## Materials provided
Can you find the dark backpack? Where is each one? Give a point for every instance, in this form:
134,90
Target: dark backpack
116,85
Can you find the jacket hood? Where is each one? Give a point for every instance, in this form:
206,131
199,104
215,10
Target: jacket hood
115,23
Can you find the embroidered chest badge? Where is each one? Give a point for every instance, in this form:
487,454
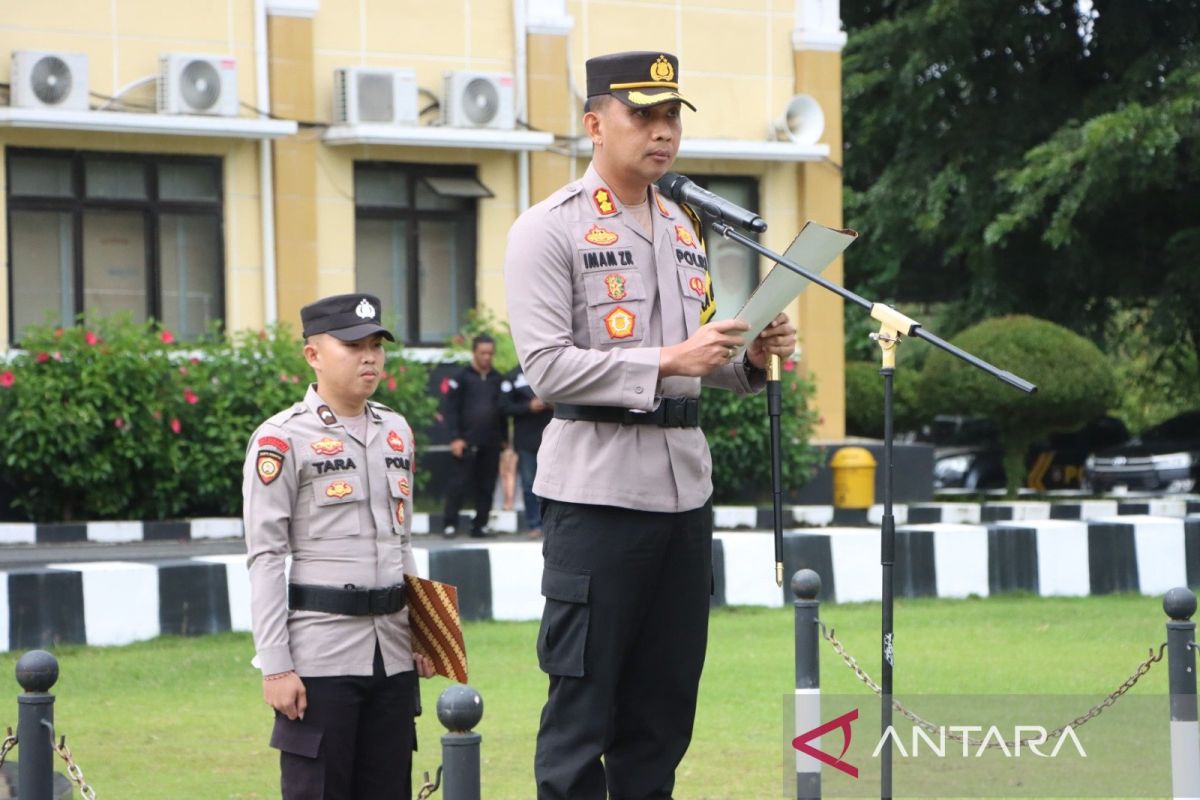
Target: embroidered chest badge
603,236
328,446
616,284
619,323
605,205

## Task objective
Convert the rows into a numbered list, starting at the line containing "Can you find the jacket" and ending at the last row, both included, with blank lines dropped. Leave the pictures out of the output.

## Exercise answer
1. Can you find the jacket hood? Where is each one? Give a point for every instance, in this form:
2. 206,131
3. 199,104
4. 215,10
5. Target: jacket hood
6. 115,23
7. Can you find the embroidered chest badge? Where is each one? Give a point for every instance, in this form:
8. 487,454
9. Target: embroidered chest badge
10. 603,236
11. 328,446
12. 616,284
13. 619,323
14. 605,205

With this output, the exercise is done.